Records supplied —
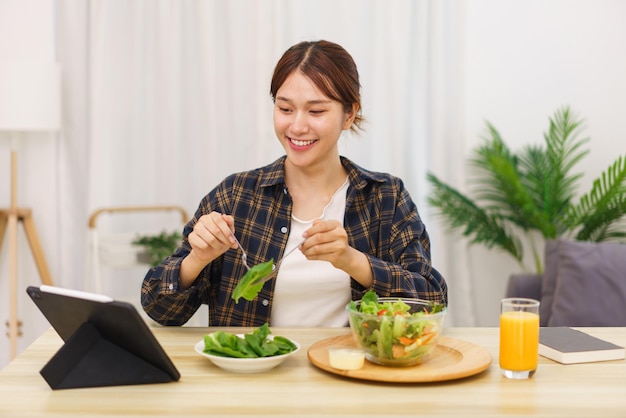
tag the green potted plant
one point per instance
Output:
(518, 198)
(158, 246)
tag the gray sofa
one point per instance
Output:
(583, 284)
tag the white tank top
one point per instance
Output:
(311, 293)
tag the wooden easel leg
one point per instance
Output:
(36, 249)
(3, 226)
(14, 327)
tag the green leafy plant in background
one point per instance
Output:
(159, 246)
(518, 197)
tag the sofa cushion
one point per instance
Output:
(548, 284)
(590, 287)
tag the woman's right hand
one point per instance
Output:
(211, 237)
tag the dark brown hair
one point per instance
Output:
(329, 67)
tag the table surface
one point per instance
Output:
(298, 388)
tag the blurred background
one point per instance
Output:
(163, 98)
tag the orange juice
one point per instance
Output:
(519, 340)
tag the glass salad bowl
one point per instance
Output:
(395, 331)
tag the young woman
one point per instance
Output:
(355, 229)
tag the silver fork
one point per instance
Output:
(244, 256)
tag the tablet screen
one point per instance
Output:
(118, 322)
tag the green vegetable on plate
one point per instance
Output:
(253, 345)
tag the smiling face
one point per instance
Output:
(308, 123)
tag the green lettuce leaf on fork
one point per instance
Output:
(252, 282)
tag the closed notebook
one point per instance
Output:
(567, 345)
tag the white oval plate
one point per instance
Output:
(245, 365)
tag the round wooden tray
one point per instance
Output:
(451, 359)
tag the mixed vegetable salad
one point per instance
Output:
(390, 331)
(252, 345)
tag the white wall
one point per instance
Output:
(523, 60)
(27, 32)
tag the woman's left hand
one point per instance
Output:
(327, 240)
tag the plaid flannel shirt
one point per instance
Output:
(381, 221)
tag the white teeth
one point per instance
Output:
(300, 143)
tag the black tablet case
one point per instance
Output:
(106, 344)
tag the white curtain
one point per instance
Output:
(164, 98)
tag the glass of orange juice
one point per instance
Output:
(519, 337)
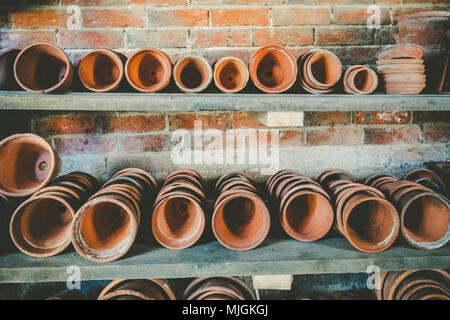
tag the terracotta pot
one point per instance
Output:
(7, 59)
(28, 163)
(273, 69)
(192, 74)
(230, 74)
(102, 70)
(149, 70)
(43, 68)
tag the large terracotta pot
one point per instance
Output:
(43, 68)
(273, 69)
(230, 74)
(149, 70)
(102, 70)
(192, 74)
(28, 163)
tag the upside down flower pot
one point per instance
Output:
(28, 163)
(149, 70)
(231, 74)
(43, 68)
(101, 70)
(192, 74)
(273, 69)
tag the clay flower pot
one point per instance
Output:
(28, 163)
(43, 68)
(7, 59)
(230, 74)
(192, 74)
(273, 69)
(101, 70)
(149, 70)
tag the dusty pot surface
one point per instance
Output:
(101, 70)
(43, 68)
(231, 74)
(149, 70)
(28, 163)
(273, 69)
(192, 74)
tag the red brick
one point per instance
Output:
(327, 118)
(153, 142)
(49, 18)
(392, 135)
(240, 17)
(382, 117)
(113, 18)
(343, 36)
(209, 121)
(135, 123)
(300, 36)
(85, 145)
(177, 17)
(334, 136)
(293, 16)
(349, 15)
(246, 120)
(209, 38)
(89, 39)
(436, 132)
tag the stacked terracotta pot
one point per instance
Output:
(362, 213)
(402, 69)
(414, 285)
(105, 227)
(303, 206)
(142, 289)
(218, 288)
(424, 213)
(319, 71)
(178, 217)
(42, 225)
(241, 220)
---
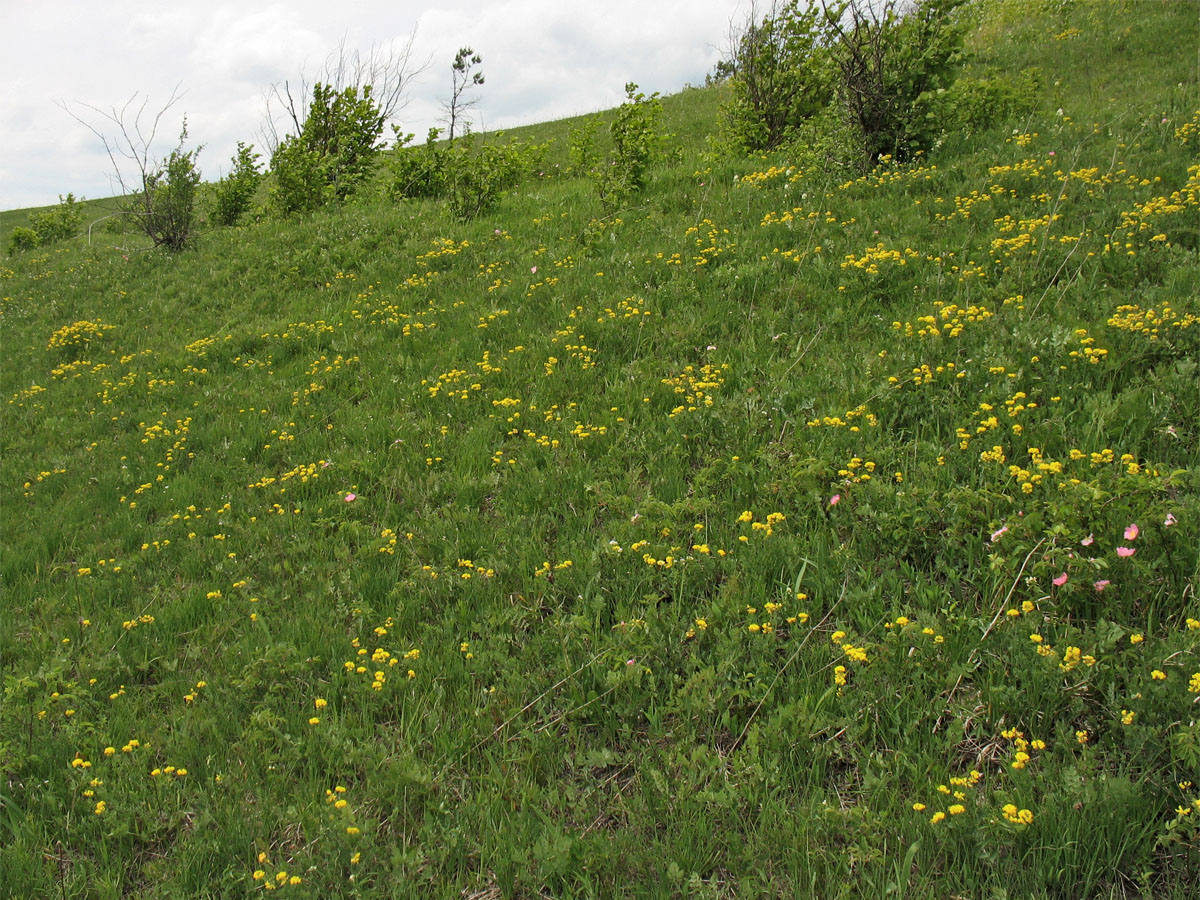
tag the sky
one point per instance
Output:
---
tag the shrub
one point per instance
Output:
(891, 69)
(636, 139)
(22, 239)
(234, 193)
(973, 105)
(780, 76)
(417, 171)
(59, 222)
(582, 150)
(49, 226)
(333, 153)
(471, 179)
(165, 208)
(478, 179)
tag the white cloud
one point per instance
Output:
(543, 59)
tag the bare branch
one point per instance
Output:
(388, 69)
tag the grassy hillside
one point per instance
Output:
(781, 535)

Problem description —
Give back, exactly as written, the stretch from the line with "tag the green potted plant" through the line with "tag the green leafy plant in background", and no other lines from the records above.

Task answer —
tag the green potted plant
one point per instance
Output:
(518, 198)
(158, 246)
tag the gray sofa
one point per instance
Output:
(583, 284)
tag the white tank top
one point per instance
Output:
(311, 293)
tag the wooden easel leg
one point per instance
Output:
(36, 249)
(3, 226)
(14, 327)
tag the green leafy plant in background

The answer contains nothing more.